#### [Brano scelto]
Non è difficile vedere quali sono le basi strutturali di fenomeni migratori che ci accompagneranno per un periodo certamente non breve. Innanzitutto la demografia, che unita al dislivello delle condizioni materiali di vita delle persone tra i paesi di origine e quelli di approdo dei migranti, crea un movimento paragonabile a quello dei vasi comunicanti e ineludibile come in fisica. Ci sono poi, nelle fasi di globalizzazione, elementi che accelerano queste dinamiche: la crescita parossistica delle diseguaglianze, che abbiamo già richiamato e la diffusione delle tecnologie, che arrivano alla portata delle situazioni più precarie e indebolite, insieme realizzano l’idea di un mondo che si fa più piccolo, più conoscibile e più avvicinabile.
Possiamo, e dobbiamo, aggiungere a tutto questo anche le dinamiche che sono seguite alla caduta del muro di Berlino, e a questa “guerra mondiale a pezzi”, come la chiama il papa, che certifica un disordine e una geopolitica rimasta a briglia sciolta e senza principi di regolazione. Viviamo quindi un fenomeno accelerato di migrazioni: si parla di 65 milioni di persone in movimento. Per avere un’idea delle proporzioni, qualche studioso ci ricorda che dal 1870 al 1913 furono in 100 milio ni a mettersi in movimento, su una popolazione mondiale che era di un miliardo, e adesso è di sette.

#### [Esercizi]
1. Raccogli tutte le righe delle voci in cui compare la parola "patch".
2. Per favore, prosegui il brano sulle migrazioni partendo da dopo la sua ultima frase.

[Elenco dei dati]

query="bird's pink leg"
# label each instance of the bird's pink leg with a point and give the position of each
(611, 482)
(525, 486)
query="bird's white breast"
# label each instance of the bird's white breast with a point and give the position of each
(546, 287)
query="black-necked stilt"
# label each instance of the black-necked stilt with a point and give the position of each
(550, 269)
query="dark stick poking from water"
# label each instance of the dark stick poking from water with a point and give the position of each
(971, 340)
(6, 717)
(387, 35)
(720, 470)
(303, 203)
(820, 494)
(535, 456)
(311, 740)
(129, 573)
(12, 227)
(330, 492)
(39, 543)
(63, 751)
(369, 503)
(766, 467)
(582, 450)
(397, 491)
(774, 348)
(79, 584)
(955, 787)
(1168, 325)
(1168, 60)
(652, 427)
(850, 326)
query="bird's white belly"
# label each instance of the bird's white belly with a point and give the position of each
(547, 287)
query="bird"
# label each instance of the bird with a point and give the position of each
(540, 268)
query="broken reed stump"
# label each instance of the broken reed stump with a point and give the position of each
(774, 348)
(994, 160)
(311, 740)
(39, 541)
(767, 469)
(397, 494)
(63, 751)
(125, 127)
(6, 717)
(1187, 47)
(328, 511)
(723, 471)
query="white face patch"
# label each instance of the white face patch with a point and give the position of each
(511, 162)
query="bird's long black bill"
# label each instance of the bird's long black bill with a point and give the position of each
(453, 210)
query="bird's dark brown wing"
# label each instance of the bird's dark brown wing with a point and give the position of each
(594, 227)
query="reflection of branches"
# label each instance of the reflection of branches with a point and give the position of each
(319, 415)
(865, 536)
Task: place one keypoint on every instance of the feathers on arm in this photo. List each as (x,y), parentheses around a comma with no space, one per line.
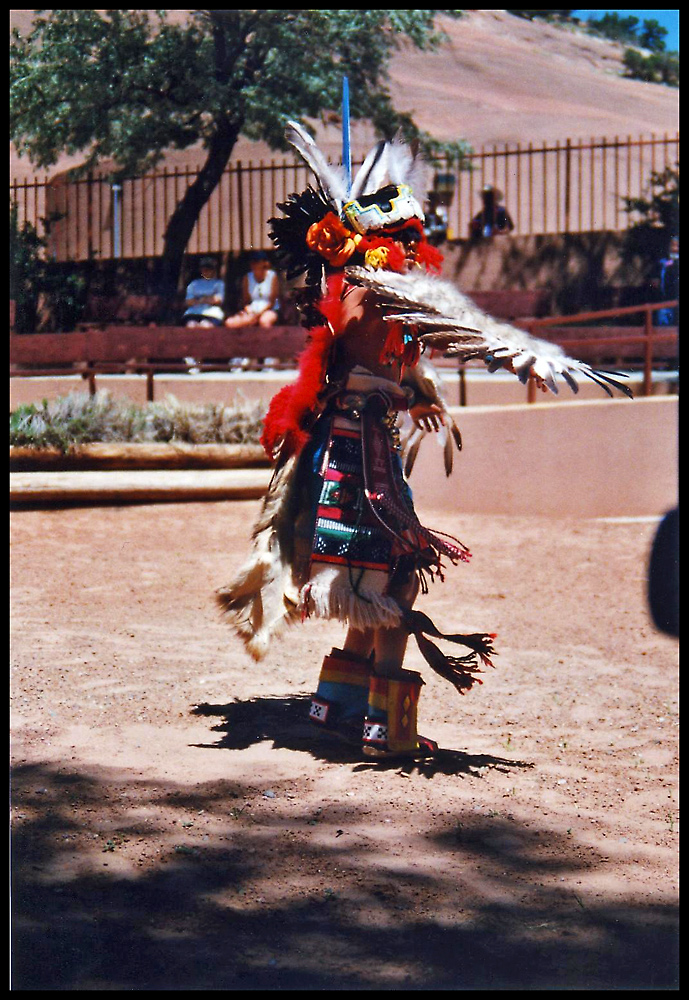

#### [Risultati attesi]
1.
query="white face patch"
# label each instance of the white face patch with a point and give the position of each

2.
Come è sempre avvenuto, lo “spaesamento da globalizzazione” prende in contropiede una sinistra fondamentalmente legata a un pensiero di progresso, eguaglianza e tolleranza, che si trova spiazzata dall’emergere di tendenze di chiusura e aggressive, da un lavoro ormai frantumato e ricattabile e dal progressivo sgretolamento dei presidi del welfare, in particolare in Europa. Si comprende l’atteggiamento spesso balbettante e incerto delle sinistre mondiali sul tema dell’immigrazione e dell’accoglienza.
In questa situazione, l’alternativa che la sinistra ha di fronte è stretta: incamminarsi verso una versione più “politicamente corretta” del mainstream identitario e protezionista, oppure scegliere la strada di una reazione razionale e vigorosa, capace di riaffermare con una nuova visibilità i suoi valori di fondo. Se si prende, come è giusto, questa seconda strada non si può che partire dall’interpretazione delle diseguaglianze e del disagio, perché è in questi luoghi che può correre più facilmente un pensiero regressivo.
Non si può sostenere che tutti abbiano uguale dignità nel mondo se non si invoca pari dignità per le persone in casa propria. Non può esserci un pensiero buono e vincente sui temi dell’accoglienza e dell’integrazione senza la riaffermazione, sia pure con contenuti nuovi, della dignità del lavoro e dell’universalismo nella risposta ai bisogni di salute, istruzione e sicurezza, senza la riaffermazione di una fiscalità progressiva, senza una legislazione che difenda il cittadino dalle prepotenze del mercato. È solo in questo quadro di valori e di programmi che può essere affrontato e gestito razionalmente il fenomeno dell’immigrazione.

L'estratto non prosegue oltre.